Given text: Begin
When you first meet Shelly Dutch, you’d better be wearing a good pair of shoes. If she’s not counseling clients in an individual, family or group session, she’s probably moving. Tom Farley, who heads The Chris Farley Foundation, describes her as “one of the most dynamic people in teen counseling in Madison, if not the whole state of Wisconsin.” One of her staff members, Cory Divine, states that Dutch is “a powerhouse of energy and conviction.”
A survivor of sexual abuse and cocaine addiction, Dutch has remained drug-free for over 20 years and uses her personal experience to ignite cutting-edge programs in AODA (alcohol and other drug abuse) counseling that are producing unprecedented results, particularly a mentorship program that relies on seasoned members of the recovery community to guide those new to recovery through its challenges and hazards.
“The opportunity to witness our clients going from hopeless to hopeful is the greatest gift I experience,” she says. Not only is Dutch the creator and director of Connections Counseling in Madison, she also helped create Horizon High School, where students with drug and alcohol problems can work at recovery while they achieve their high school diploma. Then there is Aaron House. Dutch helped create the structured sober-living house on the UW-Madison campus, voted the No. 1 party school in America by the Princeton Review in 2006.
The house is named after Aaron Meyer, a young man who had achieved recovery at Connections Counseling and was tragically killed in a car accident (which had no drug or alcohol involvement) in 2005. She organizes panels that visit schools across the state, educating young people about drug and alcohol abuse. UW medical school residents visit her clinic to learn about AODA counseling.
Fighting for their livesIn short, Dutch is ferociously involved in saving the lives of young people who struggle with addiction to drugs and alcohol. “Providing a strength-based experience to each individual allows a safe and nurturing environment, which allows clients to believe in themselves and honor their recovery process,” she says.
Dutch provides a tour of the clinic, setting down a binder here and replenishing a stack of leaflets there. She rattles off rapid-fire facts and figures about addiction and what Connections is doing about it. The only time she is silent is when she passes a portion of hallway with photos of young people that have a birth date and death date. Her hand moves toward the wall without an apparent conscious thought. As she walks, her fingers slide against the wall photos as if she is attempting to reach into past counseling sessions that were not enough to save these young people from the grip of addiction and its consequences. In her sudden silence it becomes clear: What happens in these halls is deathly serious.
Given text: End
> [Exercise set]
1. In the profile of Shelly Dutch, why is the sober-living house on the UW-Madison campus called Aaron House?
2. Reproduce, with no changes, the part of the profile of Shelly Dutch that begins at the words "Dutch provides a" and stops after "is deathly serious.".
3. Write what follows the final sentence of the profile of Shelly Dutch.
The items that come after this sentence are not needed.
The data: Begin
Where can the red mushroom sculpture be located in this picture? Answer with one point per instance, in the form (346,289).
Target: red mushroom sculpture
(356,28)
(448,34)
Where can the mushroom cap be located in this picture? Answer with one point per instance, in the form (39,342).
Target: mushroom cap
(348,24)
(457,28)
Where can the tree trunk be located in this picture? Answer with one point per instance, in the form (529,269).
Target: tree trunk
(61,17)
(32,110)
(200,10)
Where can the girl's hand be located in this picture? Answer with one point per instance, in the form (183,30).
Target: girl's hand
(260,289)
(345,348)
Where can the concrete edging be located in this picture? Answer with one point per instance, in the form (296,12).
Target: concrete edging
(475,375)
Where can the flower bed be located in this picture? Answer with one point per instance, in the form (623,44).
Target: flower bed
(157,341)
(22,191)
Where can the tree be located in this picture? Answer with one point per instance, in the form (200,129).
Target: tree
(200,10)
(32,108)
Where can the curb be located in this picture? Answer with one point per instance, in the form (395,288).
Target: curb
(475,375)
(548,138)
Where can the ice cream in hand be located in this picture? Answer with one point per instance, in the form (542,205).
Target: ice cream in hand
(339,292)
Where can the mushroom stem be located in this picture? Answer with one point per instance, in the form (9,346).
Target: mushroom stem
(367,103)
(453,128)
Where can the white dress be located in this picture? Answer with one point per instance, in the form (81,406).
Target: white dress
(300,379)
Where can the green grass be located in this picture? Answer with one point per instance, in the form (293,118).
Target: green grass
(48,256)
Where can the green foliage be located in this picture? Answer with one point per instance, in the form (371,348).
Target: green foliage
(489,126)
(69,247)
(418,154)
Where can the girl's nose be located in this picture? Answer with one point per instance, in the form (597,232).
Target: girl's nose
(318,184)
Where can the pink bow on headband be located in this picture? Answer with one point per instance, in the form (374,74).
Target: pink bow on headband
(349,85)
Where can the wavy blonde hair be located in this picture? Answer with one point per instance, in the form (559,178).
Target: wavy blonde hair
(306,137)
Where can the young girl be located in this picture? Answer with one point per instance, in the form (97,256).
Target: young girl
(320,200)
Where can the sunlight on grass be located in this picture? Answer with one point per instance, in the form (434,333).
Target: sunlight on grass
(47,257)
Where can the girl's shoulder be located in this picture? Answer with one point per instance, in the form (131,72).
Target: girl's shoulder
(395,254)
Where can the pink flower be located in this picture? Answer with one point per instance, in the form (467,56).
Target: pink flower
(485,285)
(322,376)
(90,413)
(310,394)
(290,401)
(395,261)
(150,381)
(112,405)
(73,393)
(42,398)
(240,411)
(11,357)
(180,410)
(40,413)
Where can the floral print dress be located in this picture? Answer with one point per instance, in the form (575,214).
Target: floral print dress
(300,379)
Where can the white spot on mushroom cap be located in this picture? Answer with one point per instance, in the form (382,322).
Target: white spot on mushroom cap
The data: End
> [Task-by-task outputs]
1. It is named after Aaron Meyer, a young man who had achieved recovery at Connections Counseling. He was killed in a car accident in 2005 that had no drug or alcohol involvement.

2.
Dutch provides a tour of the clinic, setting down a binder here and replenishing a stack of leaflets there. She rattles off rapid-fire facts and figures about addiction and what Connections is doing about it. The only time she is silent is when she passes a portion of hallway with photos of young people that have a birth date and death date. Her hand moves toward the wall without an apparent conscious thought. As she walks, her fingers slide against the wall photos as if she is attempting to reach into past counseling sessions that were not enough to save these young people from the grip of addiction and its consequences. In her sudden silence it becomes clear: What happens in these halls is deathly serious.

3.
One of her most effective counseling creations is the mentorship program. Those who maintain sobriety for 90 days are offered the chance to mentor other clients who aren’t as far along in the recovery process. Daily sober activities are scheduled, so there is always something fun for clients to do. Taking on the role of mentor invests in others and provides a further incentive for maintaining one’s own recovery. It inspires a palpable sense of camaraderie and collective support.
“To witness individuals feeling alone, fearful and hopeless begin to trust, share and connect with others is an exciting transformation,” Dutch says.
In addition, “we have emerged as the specialists in the treatment and support of college- aged students,” says Dutch. In May 2008, she opened a satellite clinic on the UW-Madison campus, known for its insatiable appetite for inebriation. This peer network is a strong support for young people who are often deluged and battered by the idea that alcohol and drug use are prerequisites for adulthood during their first tastes of independence. “The College Connection” provides an alcohol- and drug-free culture for those who seek a sober social scene.
One client remarked, “When I was drinking I might have made fun of some of these activities. Now, I am amazed to find how enriched I am by them, by the connections that I’ve made here. I have come to love sobriety. My conception of reality has been blown out of the water. I’m so thankful I’m not the person I was six months ago.”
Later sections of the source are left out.